Rewrite the data from the start through the line containing "66L116 67L116 71L112", replacing "silver suv" with "white van" and leaving everything else unchanged.

BEGIN DATASET EXTRACT

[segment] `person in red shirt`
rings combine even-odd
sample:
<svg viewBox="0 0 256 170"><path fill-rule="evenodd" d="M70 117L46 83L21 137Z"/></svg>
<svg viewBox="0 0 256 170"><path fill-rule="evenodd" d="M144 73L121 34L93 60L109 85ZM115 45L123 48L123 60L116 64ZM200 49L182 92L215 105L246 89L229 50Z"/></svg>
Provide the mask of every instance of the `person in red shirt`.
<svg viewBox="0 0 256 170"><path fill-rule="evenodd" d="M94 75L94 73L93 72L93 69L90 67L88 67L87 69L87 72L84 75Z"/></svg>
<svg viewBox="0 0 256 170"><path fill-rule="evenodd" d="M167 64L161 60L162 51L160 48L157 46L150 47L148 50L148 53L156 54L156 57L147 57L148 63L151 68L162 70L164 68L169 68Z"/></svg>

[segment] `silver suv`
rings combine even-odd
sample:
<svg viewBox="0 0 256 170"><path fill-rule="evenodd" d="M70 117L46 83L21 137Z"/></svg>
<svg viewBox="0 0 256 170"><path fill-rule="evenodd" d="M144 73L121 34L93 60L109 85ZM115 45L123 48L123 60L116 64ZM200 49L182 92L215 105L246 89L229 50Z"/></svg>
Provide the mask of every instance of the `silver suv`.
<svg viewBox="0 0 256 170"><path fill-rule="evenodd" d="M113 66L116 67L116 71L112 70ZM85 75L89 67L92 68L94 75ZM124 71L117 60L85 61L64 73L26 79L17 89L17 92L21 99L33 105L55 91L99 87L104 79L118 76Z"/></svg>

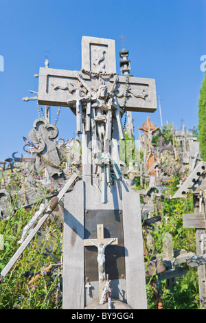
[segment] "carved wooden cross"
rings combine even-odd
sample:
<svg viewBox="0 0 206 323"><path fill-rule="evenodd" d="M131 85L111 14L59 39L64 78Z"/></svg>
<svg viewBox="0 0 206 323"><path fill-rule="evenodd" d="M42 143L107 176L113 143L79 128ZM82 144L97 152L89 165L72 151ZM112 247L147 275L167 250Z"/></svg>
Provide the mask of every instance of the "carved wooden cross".
<svg viewBox="0 0 206 323"><path fill-rule="evenodd" d="M121 118L125 111L157 109L155 80L118 76L115 65L115 41L83 36L80 71L43 67L39 71L38 103L69 107L76 115L78 133L91 134L92 144L89 148L90 142L87 143L87 154L91 153L94 166L87 168L87 176L95 174L102 181L102 203L107 203L107 186L112 183L107 165L115 148L110 151L108 143L116 133L115 124L124 140ZM82 159L88 163L88 156Z"/></svg>
<svg viewBox="0 0 206 323"><path fill-rule="evenodd" d="M118 245L117 238L104 238L103 224L97 225L98 238L96 239L84 240L84 245L94 245L98 248L98 263L99 272L100 300L102 294L102 285L105 280L105 255L106 247L109 245Z"/></svg>

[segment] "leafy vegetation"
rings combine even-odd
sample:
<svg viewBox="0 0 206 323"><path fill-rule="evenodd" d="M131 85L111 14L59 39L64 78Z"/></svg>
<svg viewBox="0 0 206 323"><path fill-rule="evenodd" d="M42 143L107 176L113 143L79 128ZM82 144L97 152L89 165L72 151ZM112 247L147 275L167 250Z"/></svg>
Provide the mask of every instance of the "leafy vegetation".
<svg viewBox="0 0 206 323"><path fill-rule="evenodd" d="M158 135L163 133L164 142L167 144L171 140L169 128L168 126L165 126L165 131ZM154 142L157 142L158 135L154 137ZM134 149L133 140L131 140L130 144ZM127 148L130 151L130 146ZM134 159L135 153L133 149L131 157ZM140 153L139 158L143 162L142 153ZM4 181L3 172L1 176L1 179ZM21 170L13 174L7 189L12 192L16 190L18 193L19 186L23 182L23 176ZM162 254L162 239L167 232L170 232L172 236L174 250L184 249L187 252L196 252L194 230L183 229L182 221L183 213L193 212L192 196L188 194L184 199L178 199L170 198L178 189L177 185L180 179L180 176L176 174L172 180L164 183L164 186L161 187L163 192L163 201L159 201L154 195L153 201L154 207L157 208L152 216L161 215L162 221L158 225L154 224L152 228L150 227L146 229L146 232L148 230L146 233L149 232L153 239L153 243L150 245L150 249L148 249L150 256L147 258L148 261L154 255ZM135 189L145 188L144 183L141 186L139 177L136 178L135 181ZM43 197L47 199L46 192ZM34 215L35 210L38 210L40 203L40 201L37 201L36 206L29 210L21 205L16 208L13 208L8 221L0 220L0 234L3 236L3 249L0 249L1 271L19 248L19 245L17 244L17 241L21 238L23 229ZM42 236L40 235L41 233ZM41 232L38 232L28 245L8 275L5 277L1 277L0 309L59 309L62 308L62 266L52 265L52 268L47 271L46 268L49 265L54 264L54 260L51 256L44 254L45 248L52 245L53 254L59 260L60 263L61 263L62 234L61 225L57 224L55 219L54 220L49 219L42 227ZM166 280L158 281L158 276L155 273L154 274L161 290L163 309L201 309L197 269L189 268L185 264L181 265L187 267L187 273L181 278L176 278L176 284L173 288L168 286ZM30 281L38 274L40 274L38 279L30 283ZM147 284L148 307L149 309L156 309L157 306L150 281L151 280L148 281Z"/></svg>

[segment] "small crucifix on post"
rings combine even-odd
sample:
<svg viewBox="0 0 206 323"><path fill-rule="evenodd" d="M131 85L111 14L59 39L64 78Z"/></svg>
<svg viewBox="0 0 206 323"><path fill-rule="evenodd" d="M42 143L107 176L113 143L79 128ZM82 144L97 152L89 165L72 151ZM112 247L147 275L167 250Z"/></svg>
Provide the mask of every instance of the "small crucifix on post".
<svg viewBox="0 0 206 323"><path fill-rule="evenodd" d="M98 248L100 300L102 294L102 285L105 280L105 249L109 245L118 245L117 238L104 238L103 224L97 225L98 238L84 240L84 245L94 245Z"/></svg>

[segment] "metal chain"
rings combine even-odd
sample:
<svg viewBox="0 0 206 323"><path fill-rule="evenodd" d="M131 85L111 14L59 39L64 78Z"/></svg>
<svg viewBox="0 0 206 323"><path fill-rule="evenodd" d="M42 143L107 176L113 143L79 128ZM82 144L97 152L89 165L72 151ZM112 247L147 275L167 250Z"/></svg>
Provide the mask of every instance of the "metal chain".
<svg viewBox="0 0 206 323"><path fill-rule="evenodd" d="M100 71L99 73L95 73L94 71L87 71L87 69L82 69L81 71L82 73L87 73L87 74L95 76L96 77L97 76L110 76L110 77L112 77L115 75L118 75L117 73L110 73L110 74L108 74L108 73L103 73L102 71Z"/></svg>

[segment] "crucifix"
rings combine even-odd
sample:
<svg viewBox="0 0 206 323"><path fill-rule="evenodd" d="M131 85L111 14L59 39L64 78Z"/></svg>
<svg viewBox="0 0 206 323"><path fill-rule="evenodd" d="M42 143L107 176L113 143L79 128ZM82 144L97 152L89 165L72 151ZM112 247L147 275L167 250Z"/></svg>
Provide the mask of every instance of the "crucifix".
<svg viewBox="0 0 206 323"><path fill-rule="evenodd" d="M105 248L109 245L118 245L117 238L104 238L103 224L97 225L98 238L84 240L84 245L94 245L98 248L100 301L102 294L102 287L105 285Z"/></svg>
<svg viewBox="0 0 206 323"><path fill-rule="evenodd" d="M83 247L84 240L95 238L98 223L104 225L106 238L118 236L118 245L105 252L111 280L118 284L115 297L125 302L126 291L128 305L146 308L139 196L118 171L118 142L125 139L125 111L157 109L155 80L117 75L115 41L83 36L81 70L40 68L38 102L69 107L82 135L82 181L65 199L63 309L87 308L91 300L99 301L93 270L98 250L93 247L90 256L91 247L84 252ZM93 287L93 300L82 293L85 277Z"/></svg>
<svg viewBox="0 0 206 323"><path fill-rule="evenodd" d="M155 80L117 75L115 41L87 36L82 40L80 71L41 67L38 80L38 103L69 107L82 135L82 179L65 194L62 308L87 309L100 302L98 249L84 247L84 241L95 238L101 223L104 239L114 245L111 236L118 237L118 245L104 250L107 274L118 286L114 298L124 307L146 309L139 194L118 170L118 142L125 139L125 111L157 109ZM104 257L99 256L100 263ZM86 277L92 298L84 293Z"/></svg>
<svg viewBox="0 0 206 323"><path fill-rule="evenodd" d="M148 137L148 148L152 148L152 137L153 134L160 129L155 126L154 122L150 121L150 118L147 117L147 121L143 124L141 126L139 127L139 130L142 130L144 133Z"/></svg>

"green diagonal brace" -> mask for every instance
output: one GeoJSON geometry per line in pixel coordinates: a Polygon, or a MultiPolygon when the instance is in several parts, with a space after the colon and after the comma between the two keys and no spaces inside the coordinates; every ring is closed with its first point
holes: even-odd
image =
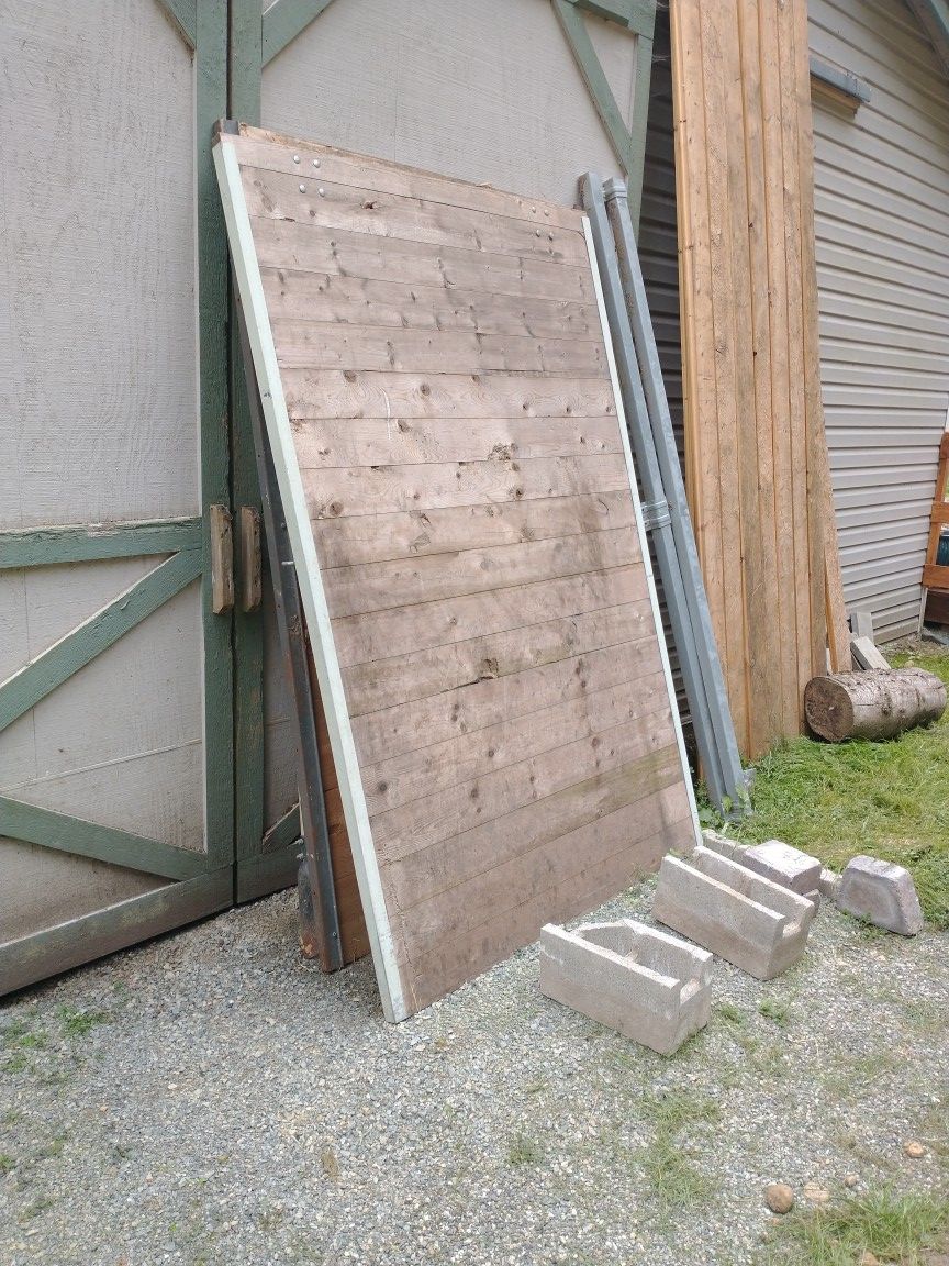
{"type": "Polygon", "coordinates": [[[175,555],[0,685],[0,730],[201,575],[201,551],[175,555]]]}
{"type": "Polygon", "coordinates": [[[204,853],[175,848],[161,839],[132,836],[114,827],[100,827],[95,822],[40,809],[9,796],[0,796],[0,836],[92,857],[113,866],[127,866],[162,879],[194,879],[208,870],[204,853]]]}
{"type": "Polygon", "coordinates": [[[159,4],[189,44],[195,48],[197,44],[197,0],[159,0],[159,4]]]}
{"type": "MultiPolygon", "coordinates": [[[[593,101],[596,113],[600,115],[606,134],[610,138],[610,144],[614,148],[616,157],[623,167],[623,175],[626,177],[629,186],[629,211],[633,219],[633,225],[639,224],[639,209],[643,199],[643,167],[645,162],[645,128],[647,128],[647,115],[649,113],[649,78],[652,75],[652,56],[653,56],[653,39],[652,39],[652,24],[649,24],[649,33],[647,34],[644,29],[645,18],[639,14],[639,9],[645,6],[640,5],[636,9],[636,28],[639,34],[636,35],[636,78],[635,78],[635,99],[633,105],[633,130],[626,127],[623,113],[616,104],[616,97],[612,95],[612,89],[604,73],[604,68],[600,65],[600,58],[593,48],[593,42],[590,38],[590,33],[583,23],[583,16],[580,13],[578,5],[574,0],[552,0],[554,13],[563,28],[563,33],[567,37],[567,43],[571,46],[571,51],[577,61],[580,73],[583,76],[583,82],[587,86],[587,91],[593,101]]],[[[585,5],[585,8],[590,8],[585,5]]],[[[609,9],[617,8],[616,5],[607,5],[609,9]]],[[[655,13],[654,5],[649,5],[653,16],[655,13]]],[[[631,13],[631,10],[630,10],[631,13]]],[[[616,20],[614,15],[614,20],[616,20]]]]}
{"type": "Polygon", "coordinates": [[[263,65],[282,53],[332,3],[333,0],[275,0],[263,14],[263,65]]]}

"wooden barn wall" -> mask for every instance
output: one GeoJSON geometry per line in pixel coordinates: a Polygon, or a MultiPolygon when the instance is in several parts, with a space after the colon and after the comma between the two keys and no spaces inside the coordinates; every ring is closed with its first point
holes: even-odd
{"type": "MultiPolygon", "coordinates": [[[[635,38],[615,23],[585,22],[629,123],[635,38]]],[[[549,0],[335,0],[264,67],[261,123],[567,205],[585,171],[619,170],[549,0]]],[[[296,799],[281,671],[271,620],[268,823],[296,799]]]]}
{"type": "Polygon", "coordinates": [[[810,44],[871,90],[814,106],[821,380],[844,596],[898,637],[949,405],[949,81],[903,4],[811,0],[810,44]]]}
{"type": "MultiPolygon", "coordinates": [[[[194,72],[157,0],[5,6],[0,528],[199,511],[194,72]]],[[[0,571],[0,680],[158,558],[0,571]]],[[[0,793],[201,849],[197,584],[0,734],[0,793]]],[[[158,881],[0,839],[0,942],[158,881]]]]}

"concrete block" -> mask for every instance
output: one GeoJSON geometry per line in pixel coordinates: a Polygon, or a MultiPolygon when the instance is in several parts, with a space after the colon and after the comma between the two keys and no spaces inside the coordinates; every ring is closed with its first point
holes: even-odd
{"type": "Polygon", "coordinates": [[[854,857],[844,867],[835,900],[847,914],[868,919],[887,932],[915,937],[922,929],[922,910],[912,875],[877,857],[854,857]]]}
{"type": "Polygon", "coordinates": [[[728,857],[731,862],[740,862],[748,848],[748,844],[743,844],[738,839],[730,839],[728,836],[720,836],[717,830],[704,830],[702,839],[706,848],[711,848],[714,853],[719,853],[721,857],[728,857]]]}
{"type": "Polygon", "coordinates": [[[540,993],[672,1055],[709,1022],[712,957],[633,919],[540,931],[540,993]]]}
{"type": "Polygon", "coordinates": [[[758,980],[787,971],[803,953],[814,920],[805,896],[709,848],[688,862],[663,857],[653,914],[758,980]]]}
{"type": "Polygon", "coordinates": [[[766,839],[763,844],[747,848],[740,858],[743,866],[763,875],[772,884],[790,887],[809,901],[820,905],[820,861],[800,848],[792,848],[779,839],[766,839]]]}

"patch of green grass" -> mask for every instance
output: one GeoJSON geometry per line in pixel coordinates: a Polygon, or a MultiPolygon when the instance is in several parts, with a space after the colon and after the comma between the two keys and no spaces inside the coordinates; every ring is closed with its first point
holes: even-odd
{"type": "Polygon", "coordinates": [[[543,1158],[539,1143],[526,1134],[515,1134],[507,1148],[509,1165],[537,1165],[543,1158]]]}
{"type": "Polygon", "coordinates": [[[927,1250],[949,1236],[949,1200],[892,1188],[848,1196],[785,1218],[766,1261],[793,1266],[855,1266],[864,1253],[881,1262],[922,1266],[927,1250]]]}
{"type": "Polygon", "coordinates": [[[778,1028],[787,1028],[791,1023],[791,1004],[783,998],[763,998],[758,1003],[758,1010],[766,1020],[773,1020],[778,1028]]]}
{"type": "Polygon", "coordinates": [[[59,1006],[56,1014],[66,1037],[86,1037],[97,1024],[108,1024],[109,1012],[76,1010],[73,1006],[59,1006]]]}
{"type": "MultiPolygon", "coordinates": [[[[893,655],[949,685],[949,651],[893,655]]],[[[924,914],[949,931],[949,709],[935,725],[878,743],[798,738],[755,763],[754,813],[731,823],[748,843],[785,839],[841,870],[857,853],[912,872],[924,914]]],[[[704,817],[714,810],[705,803],[704,817]]],[[[719,824],[720,825],[720,824],[719,824]]]]}
{"type": "Polygon", "coordinates": [[[643,1109],[655,1125],[652,1143],[640,1153],[640,1163],[653,1193],[667,1209],[707,1199],[716,1180],[695,1163],[695,1147],[682,1139],[690,1128],[719,1119],[719,1104],[707,1095],[672,1090],[647,1095],[643,1109]]]}

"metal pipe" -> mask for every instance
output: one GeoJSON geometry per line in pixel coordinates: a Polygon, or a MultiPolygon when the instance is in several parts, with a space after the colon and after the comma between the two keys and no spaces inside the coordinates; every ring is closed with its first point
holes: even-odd
{"type": "Polygon", "coordinates": [[[612,228],[612,238],[619,262],[619,273],[625,298],[628,320],[633,332],[633,343],[645,395],[647,415],[653,437],[664,495],[669,505],[672,534],[685,580],[688,614],[701,668],[704,695],[715,746],[719,752],[725,791],[735,806],[747,804],[748,785],[741,757],[738,751],[735,727],[731,720],[725,679],[712,630],[709,600],[705,592],[702,570],[698,563],[698,551],[692,532],[692,519],[688,513],[686,485],[678,460],[676,434],[669,415],[669,403],[659,365],[659,351],[649,315],[649,305],[643,282],[643,270],[639,263],[633,223],[629,214],[626,186],[621,180],[610,179],[604,185],[606,214],[612,228]]]}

END DATASET EXTRACT

▸ RESULT OF THIS EXERCISE
[segment] `person in red shirt`
rings combine even-odd
sample:
<svg viewBox="0 0 256 170"><path fill-rule="evenodd" d="M70 117L46 83L21 137Z"/></svg>
<svg viewBox="0 0 256 170"><path fill-rule="evenodd" d="M144 73L121 34L93 60L109 85ZM115 45L123 48L123 60L116 64ZM200 49L182 92L215 105L246 89L229 50Z"/></svg>
Provide the mask of every instance of the `person in red shirt`.
<svg viewBox="0 0 256 170"><path fill-rule="evenodd" d="M94 75L94 73L93 72L93 69L90 67L88 67L87 69L87 72L84 75Z"/></svg>
<svg viewBox="0 0 256 170"><path fill-rule="evenodd" d="M167 64L161 60L162 51L160 48L157 46L150 47L148 50L148 53L156 54L156 57L147 57L148 63L151 68L162 70L164 68L169 68Z"/></svg>

[segment] `white van`
rings combine even-odd
sample:
<svg viewBox="0 0 256 170"><path fill-rule="evenodd" d="M70 117L46 83L21 137Z"/></svg>
<svg viewBox="0 0 256 170"><path fill-rule="evenodd" d="M144 73L121 34L93 60L109 85ZM115 45L123 48L123 60L116 64ZM200 49L182 92L215 105L246 89L229 50Z"/></svg>
Provide the mask of every instance of the `white van`.
<svg viewBox="0 0 256 170"><path fill-rule="evenodd" d="M113 66L116 67L116 71L112 70ZM85 75L89 67L92 68L94 75ZM124 71L117 60L85 61L64 73L26 79L17 89L17 92L21 99L33 105L55 91L99 87L104 79L118 76Z"/></svg>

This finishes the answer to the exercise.